The 2020 Double 11 Global Shopping Festival has come and gone, but the exploration of technology will never stop. Each year’s Double 11 is not only a carnival for shopaholics but also a big test for personnel working with data. It is a stage for testing the technical level and innovation practices of the Alibaba Cloud Database Technology Team.


Every year, the Double 11 Global Shopping Festival is a touchstone for AnalyticDB for MySQL, a cloud-native data warehouse. This year, AnalyticDB entered more core transaction procedures in the Alibaba Digital Economy and fully supported Double 11. It also fully embraced Cloud-Native technologies, built ultimate elasticity, reduced costs, and provided technical benefits. A variety of enterprise-level features have been released to provide users with a cost-effective cloud-native data warehouse in a timely manner.

AnalyticDB: Cloud-Native Data Warehouse

AnalyticDB is a next-generation cloud-native data warehouse that supports high-concurrency and low-latency queries. It is highly compatible with the MySQL protocol and the SQL: 2003 Syntax Standard. It provides instant multi-dimensional analysis and business exploration for large amounts of data. It also helps quickly build a cloud data warehouse for enterprises to realize online data value.

AnalyticDB can be used in all data warehouse scenarios, including report querying, online analysis, real-time data warehouses, and extract, transform, load (ETL) operations. AnalyticDB is compatible with MySQL and traditional data warehouse ecosystems with a low threshold for use.

# # # # #

Given request - Write the next part of the AnalyticDB passage, starting right after its final sentence. The data after this passage play no part here.

# # # # #

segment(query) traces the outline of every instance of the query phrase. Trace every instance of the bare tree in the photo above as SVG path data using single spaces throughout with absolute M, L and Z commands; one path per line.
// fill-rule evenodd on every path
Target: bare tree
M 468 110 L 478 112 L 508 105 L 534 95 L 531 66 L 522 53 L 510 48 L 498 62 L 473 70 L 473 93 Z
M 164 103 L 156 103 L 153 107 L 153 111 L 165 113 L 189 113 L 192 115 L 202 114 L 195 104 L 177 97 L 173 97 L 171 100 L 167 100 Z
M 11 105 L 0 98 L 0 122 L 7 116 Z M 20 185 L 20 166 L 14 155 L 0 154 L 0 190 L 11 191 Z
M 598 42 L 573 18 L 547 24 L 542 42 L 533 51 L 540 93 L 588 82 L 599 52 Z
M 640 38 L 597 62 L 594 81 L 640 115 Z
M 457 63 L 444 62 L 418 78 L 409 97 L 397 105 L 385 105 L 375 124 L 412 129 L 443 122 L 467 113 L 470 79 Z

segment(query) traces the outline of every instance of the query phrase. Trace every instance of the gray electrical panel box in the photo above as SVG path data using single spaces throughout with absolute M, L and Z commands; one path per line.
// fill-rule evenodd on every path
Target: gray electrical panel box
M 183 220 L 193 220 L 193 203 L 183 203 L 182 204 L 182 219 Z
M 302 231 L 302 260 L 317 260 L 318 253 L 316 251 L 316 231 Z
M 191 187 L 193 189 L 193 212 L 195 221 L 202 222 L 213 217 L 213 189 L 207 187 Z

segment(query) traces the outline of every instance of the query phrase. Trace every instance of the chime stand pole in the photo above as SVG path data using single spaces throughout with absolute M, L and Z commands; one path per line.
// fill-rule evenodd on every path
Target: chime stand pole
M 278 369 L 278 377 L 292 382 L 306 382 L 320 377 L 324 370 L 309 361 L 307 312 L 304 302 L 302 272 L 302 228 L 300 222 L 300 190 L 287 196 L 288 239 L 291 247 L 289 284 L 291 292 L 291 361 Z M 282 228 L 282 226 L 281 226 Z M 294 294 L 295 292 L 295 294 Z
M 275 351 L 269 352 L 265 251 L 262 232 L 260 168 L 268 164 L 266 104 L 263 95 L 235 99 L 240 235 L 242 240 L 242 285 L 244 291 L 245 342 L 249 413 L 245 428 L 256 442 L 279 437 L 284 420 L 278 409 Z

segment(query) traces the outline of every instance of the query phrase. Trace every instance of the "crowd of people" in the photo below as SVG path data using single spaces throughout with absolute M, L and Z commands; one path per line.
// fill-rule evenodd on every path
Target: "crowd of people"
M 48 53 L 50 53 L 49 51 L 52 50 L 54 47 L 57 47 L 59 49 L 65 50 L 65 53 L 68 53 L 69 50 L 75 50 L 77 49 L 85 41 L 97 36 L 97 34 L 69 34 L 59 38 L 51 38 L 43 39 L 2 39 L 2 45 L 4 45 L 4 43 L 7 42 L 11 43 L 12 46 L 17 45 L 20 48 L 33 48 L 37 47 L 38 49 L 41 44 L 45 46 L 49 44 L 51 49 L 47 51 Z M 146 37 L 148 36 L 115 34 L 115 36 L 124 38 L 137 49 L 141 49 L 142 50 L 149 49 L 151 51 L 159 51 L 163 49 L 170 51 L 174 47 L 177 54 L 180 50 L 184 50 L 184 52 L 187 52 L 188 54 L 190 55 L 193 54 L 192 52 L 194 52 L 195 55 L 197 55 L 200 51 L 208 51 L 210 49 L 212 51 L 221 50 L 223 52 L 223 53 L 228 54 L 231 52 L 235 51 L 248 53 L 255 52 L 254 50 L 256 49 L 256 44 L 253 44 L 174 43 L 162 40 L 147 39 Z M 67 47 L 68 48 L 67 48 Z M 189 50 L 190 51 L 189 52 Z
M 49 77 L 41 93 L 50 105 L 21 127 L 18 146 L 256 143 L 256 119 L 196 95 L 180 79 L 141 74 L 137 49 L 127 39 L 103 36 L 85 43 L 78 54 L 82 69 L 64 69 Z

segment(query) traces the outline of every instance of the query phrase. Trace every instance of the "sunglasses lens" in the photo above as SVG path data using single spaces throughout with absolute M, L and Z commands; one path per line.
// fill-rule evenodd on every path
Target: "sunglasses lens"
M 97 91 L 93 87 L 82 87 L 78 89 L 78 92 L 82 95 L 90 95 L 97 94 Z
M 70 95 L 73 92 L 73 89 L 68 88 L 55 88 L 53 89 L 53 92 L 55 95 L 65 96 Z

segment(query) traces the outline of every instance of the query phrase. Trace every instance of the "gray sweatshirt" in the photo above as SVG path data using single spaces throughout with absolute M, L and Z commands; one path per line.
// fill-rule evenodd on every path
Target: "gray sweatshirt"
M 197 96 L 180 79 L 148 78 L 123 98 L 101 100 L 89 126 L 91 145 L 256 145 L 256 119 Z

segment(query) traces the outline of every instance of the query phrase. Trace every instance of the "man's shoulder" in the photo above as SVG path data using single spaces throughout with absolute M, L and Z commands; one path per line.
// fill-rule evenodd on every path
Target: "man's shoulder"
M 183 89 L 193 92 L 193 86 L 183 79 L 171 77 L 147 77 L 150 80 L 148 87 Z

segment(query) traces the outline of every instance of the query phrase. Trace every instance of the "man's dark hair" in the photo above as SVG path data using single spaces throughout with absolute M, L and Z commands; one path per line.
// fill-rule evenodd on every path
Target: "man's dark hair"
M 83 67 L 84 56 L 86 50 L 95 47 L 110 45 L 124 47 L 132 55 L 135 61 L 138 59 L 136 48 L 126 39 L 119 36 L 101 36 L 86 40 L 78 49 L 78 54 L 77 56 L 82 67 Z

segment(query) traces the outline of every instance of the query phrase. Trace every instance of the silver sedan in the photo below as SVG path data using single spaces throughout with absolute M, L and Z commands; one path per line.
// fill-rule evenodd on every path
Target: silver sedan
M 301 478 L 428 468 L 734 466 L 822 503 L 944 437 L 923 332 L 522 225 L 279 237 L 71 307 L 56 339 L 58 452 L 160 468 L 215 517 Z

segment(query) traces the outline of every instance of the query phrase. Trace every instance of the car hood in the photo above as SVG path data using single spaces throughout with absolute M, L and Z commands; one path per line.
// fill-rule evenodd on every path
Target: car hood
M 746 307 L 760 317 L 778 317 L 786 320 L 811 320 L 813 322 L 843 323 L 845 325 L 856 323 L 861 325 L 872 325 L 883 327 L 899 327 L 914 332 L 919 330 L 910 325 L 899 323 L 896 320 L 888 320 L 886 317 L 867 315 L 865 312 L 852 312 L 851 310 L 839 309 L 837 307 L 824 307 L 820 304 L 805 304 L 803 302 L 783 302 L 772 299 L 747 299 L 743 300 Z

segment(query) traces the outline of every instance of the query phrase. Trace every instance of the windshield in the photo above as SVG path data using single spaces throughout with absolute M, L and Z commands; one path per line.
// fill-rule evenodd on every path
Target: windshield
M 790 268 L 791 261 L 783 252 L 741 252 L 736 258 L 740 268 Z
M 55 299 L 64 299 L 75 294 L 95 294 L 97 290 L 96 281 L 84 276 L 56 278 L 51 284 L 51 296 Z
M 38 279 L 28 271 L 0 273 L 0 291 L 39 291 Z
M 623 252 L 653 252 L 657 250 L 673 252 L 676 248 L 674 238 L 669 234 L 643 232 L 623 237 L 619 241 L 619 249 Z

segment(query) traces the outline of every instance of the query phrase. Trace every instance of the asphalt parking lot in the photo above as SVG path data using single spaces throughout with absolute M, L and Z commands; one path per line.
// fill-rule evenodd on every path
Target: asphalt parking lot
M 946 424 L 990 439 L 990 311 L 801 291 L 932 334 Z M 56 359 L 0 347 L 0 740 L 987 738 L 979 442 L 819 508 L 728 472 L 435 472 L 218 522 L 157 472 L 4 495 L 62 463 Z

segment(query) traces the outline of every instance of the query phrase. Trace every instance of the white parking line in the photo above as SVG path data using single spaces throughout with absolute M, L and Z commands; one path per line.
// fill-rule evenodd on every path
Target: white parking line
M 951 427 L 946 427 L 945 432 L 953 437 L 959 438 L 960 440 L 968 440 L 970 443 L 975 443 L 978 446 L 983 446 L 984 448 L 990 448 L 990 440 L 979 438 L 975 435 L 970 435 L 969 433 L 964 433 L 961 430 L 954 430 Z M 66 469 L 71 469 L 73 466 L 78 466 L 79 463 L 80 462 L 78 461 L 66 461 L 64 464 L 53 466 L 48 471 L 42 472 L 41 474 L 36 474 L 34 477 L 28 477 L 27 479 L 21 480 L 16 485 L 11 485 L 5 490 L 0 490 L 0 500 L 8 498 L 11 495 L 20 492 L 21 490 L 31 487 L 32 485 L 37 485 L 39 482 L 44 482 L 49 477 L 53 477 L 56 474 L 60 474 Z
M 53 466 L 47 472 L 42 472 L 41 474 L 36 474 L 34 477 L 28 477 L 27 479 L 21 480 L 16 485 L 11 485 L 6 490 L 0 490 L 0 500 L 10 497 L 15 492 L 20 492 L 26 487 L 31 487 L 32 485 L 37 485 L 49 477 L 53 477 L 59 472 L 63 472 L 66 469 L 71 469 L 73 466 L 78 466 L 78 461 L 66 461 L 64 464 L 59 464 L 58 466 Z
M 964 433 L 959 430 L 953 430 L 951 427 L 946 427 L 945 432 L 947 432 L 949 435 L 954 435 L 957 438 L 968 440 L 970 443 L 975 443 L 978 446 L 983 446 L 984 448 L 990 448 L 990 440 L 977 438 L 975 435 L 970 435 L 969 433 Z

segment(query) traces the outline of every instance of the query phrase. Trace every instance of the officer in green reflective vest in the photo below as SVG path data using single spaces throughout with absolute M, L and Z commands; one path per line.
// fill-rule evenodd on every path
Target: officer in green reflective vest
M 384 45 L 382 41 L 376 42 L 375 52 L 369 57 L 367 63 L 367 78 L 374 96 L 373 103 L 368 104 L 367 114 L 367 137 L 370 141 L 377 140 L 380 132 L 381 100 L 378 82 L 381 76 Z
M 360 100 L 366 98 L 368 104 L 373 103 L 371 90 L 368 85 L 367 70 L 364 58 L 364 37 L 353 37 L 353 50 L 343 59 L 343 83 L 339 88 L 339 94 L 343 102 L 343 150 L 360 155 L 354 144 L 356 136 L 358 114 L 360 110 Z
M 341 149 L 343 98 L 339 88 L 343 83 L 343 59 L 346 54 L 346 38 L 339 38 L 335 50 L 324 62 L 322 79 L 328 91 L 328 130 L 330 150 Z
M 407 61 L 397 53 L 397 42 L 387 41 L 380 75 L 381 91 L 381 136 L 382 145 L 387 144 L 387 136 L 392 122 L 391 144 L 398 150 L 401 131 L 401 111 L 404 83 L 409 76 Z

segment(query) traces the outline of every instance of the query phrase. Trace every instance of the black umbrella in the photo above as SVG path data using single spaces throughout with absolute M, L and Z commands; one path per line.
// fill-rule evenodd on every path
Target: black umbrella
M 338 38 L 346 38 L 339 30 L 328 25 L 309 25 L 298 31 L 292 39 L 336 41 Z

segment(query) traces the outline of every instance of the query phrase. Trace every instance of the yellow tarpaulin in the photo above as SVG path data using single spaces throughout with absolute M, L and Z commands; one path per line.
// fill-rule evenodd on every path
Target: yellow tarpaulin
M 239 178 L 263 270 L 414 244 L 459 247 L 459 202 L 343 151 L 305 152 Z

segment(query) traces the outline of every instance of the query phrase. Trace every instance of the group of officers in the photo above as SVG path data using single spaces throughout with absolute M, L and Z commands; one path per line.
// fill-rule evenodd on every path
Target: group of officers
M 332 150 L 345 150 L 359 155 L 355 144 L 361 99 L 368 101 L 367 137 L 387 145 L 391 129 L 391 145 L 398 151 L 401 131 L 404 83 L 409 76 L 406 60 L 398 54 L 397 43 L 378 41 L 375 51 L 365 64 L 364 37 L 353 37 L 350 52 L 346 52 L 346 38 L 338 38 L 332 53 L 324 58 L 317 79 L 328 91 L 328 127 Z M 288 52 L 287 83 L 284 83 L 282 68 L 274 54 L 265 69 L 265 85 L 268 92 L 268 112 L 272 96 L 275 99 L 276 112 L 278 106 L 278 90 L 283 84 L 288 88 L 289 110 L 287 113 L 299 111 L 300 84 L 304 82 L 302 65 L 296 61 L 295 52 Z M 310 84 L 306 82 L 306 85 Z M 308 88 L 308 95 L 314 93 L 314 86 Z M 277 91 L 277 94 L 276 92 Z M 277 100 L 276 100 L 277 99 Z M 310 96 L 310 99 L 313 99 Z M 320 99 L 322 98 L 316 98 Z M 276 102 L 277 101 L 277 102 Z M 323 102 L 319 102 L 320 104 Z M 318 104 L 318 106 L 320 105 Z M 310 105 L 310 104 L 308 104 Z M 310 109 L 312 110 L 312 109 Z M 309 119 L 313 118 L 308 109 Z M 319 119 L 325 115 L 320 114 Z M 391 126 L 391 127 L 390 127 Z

# # # # #

In response -
AnalyticDB Fully Supports Double 11

During the 2020 Double 11 Global Shopping Festival, AnalyticDB supported most of the business units in the Alibaba Digital Economy. Cainiao, the new retail supply chain, Data Technology (DT) product series, databank, business consultants, Renqunbao, Damo Academy Xiaomi, AE data, Hema Fresh, Tmall marketing platform, and many other major businesses benefited from AnalyticDB. Stable performance was achieved in many scenarios of the core transaction procedure, such as the high-concurrency online querying and complex real-time analysis. Various indicators hit a new record on November 11. The peak TPS written in AnalyticDB on that day reached 214 million. Through the online-offline unification architecture, the number of online ETL operations and real-time query jobs reached 174,571 per second. Tasks imported and exported by offline ETL operations reached 570,267, and the size of real-time data processed reached 7.7 trillion rows.

During the 2020 Double 11 Global Shopping Festival, AnalyticDB supported core services of enterprises, such as Jushuitan, 4PX EXPRESS, and EMS, on the public cloud. On the private cloud, it supported various services of China Post Group. AnalyticDB provided ETL for data processing, real-time online analysis, core reports, big screens, and monitoring for these enterprises. It also provided stable offline and online data services for tens of thousands of merchants and tens of millions of consumers.

The Challenges of AnalyticDB

To achieve amazing progress during the 2020 Double 11 Global Shopping Festival, AnalyticDB faced many challenges, mainly shown in the following aspects:

1. Alibaba Group’s Core Transaction Procedure

AnalyticDB officially entered Alibaba Group’s core transaction procedure and dealt with the buyer analysis library, which is the core transaction business of the Group. This poses high requirements for AnalyticDB’s real-time high-concurrency writing and online search capabilities. There were more than 60 billion orders during the 2020 Double 11 Global Shopping Festival. The peak of balance paying between 00:00 and 00:30 on November 1 was 5 million TPS, which was 100 times higher than usual conditions. The 95th percentile RT of Query was within 10 ms.

The first-time application of the newly developed row storage engine for AnalyticDB was excellent. The storage engine supports high-concurrency online search and analysis for tens of millions of QPS. Key technologies include high-concurrency query procedure, brand new row storage, TopN push-down on any column, and combined indexing and intelligent index selection. It also supports over 10,000 QPS and linear extensibility for a single node. With the same resources, the performance of point query, aggregation, and TopN in a single table of the storage engine is 2–5 times higher than open-source ElasticSearch. The storage engine also reduces storage space by 50%, and its writing performance is 5–10 times higher. Moreover, the real-time visibility and high reliability of data are also guaranteed.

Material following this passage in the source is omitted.